Seçilen metin:

══════

• Sonuç bulunamadı

TÜRKİYE’DE MÜLTECİLERİN HUKUKİ DURUMU

2. Mültecilerin Statüsüne İlişkin Belgeler

2.2.2 Mülteci Misafirhaneleri Yönetmeliğ

Mültecilerle ilgili hukuki düzenlemelerin biri de 29 Nisan 1983 tarihli “Mülteci Misafirhaneleri Yönetmeliği”dir. Bu yönetmeliğin amacı, ülkelerinden kaçak ya da pasaportlarıyla Türkiye sınırlarına giren, Türkiye’de yaşamak ya da bir başka ülkeye gönderilmek isteği ile iltica hakkı talep eden yabancıların haklarındaki resmi işlemler tamamlanıncaya kadar geçici olarak misafirhanelere yerleştirilmesi ve ihtiyaçlarının karşılanmasına ilişkin konuları düzenlemektir. (Mülteci Misafirhaneleri Yönetmeliği madde 1, http://www.mevzuat.adalet.gov.tr/html/21589.html)

Yönetmeliğin 2. maddesi kapsamını içermektedir. Buna göre, bu yönetmeliğin maddeleri, Emniyet Genel Müdürlük Merkez Teşkilatında Yabancılar- Pasaport-Hudut-İltica-Göç-Vatandaşlık Daire Başkanlığı ile misafirhane bulunan il emniyet müdürlüklerinin, misafirhanelerin yönetim ve denetlenmesine ilişkin görev ve yetkilerine ait usulleri kapsar.

Yönetmelikte, İltica Daire Başkanlığı’nın görevleri; misafirhaneler için gerekli arsa ya da binanın kiralanması, mültecilerin ihtiyaçlarının karşılanması için ödeneklerin sağlanması, personel alımının sağlanması, misafirhanelerin iç hizmet yönergesinin hazırlanması ve gerekli dillere çevrilmesi, misafirhanelere alınacak mültecilerin belirlenmesi ve ilgili valiliğe bildirilmesi, mültecilerin vizelerinin sağlanması için gerekli kuruluşlarla işbirliği yapılması, vizesi sağlanan mültecilerin seyahat belgelerinin hazırlanması ve çıkışlarının sağlanması için ilgili yerlere talimat verilmesi, misafirhanelerin denetlenmesi olarak sıralanmaktadır.

══════

Veri satırları:
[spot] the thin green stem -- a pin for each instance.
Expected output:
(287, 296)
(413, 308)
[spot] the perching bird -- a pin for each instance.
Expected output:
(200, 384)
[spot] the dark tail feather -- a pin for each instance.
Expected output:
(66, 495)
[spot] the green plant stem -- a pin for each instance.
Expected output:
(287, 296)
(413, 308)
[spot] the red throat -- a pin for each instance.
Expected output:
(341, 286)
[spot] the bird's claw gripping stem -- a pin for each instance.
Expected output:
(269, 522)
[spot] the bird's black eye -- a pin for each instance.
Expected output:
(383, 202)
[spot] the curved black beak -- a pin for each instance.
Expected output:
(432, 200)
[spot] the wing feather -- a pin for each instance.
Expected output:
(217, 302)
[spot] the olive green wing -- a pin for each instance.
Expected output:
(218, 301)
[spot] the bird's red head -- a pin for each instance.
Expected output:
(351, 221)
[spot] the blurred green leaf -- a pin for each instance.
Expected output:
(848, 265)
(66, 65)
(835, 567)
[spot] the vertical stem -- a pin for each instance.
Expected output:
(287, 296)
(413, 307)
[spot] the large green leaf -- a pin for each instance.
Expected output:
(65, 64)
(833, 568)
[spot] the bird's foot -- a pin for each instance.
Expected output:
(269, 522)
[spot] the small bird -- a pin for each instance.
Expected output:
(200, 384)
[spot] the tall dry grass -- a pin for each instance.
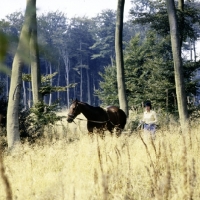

══════

Yapılacak iş:
Seçilen metne göre Mülteci Misafirhaneleri Yönetmeliği hangi tarihi taşır? Kayıtlar başka bir kaynaktan alınmıştır.

Yazılı cevap:
29 Nisan 1983 tarihlidir.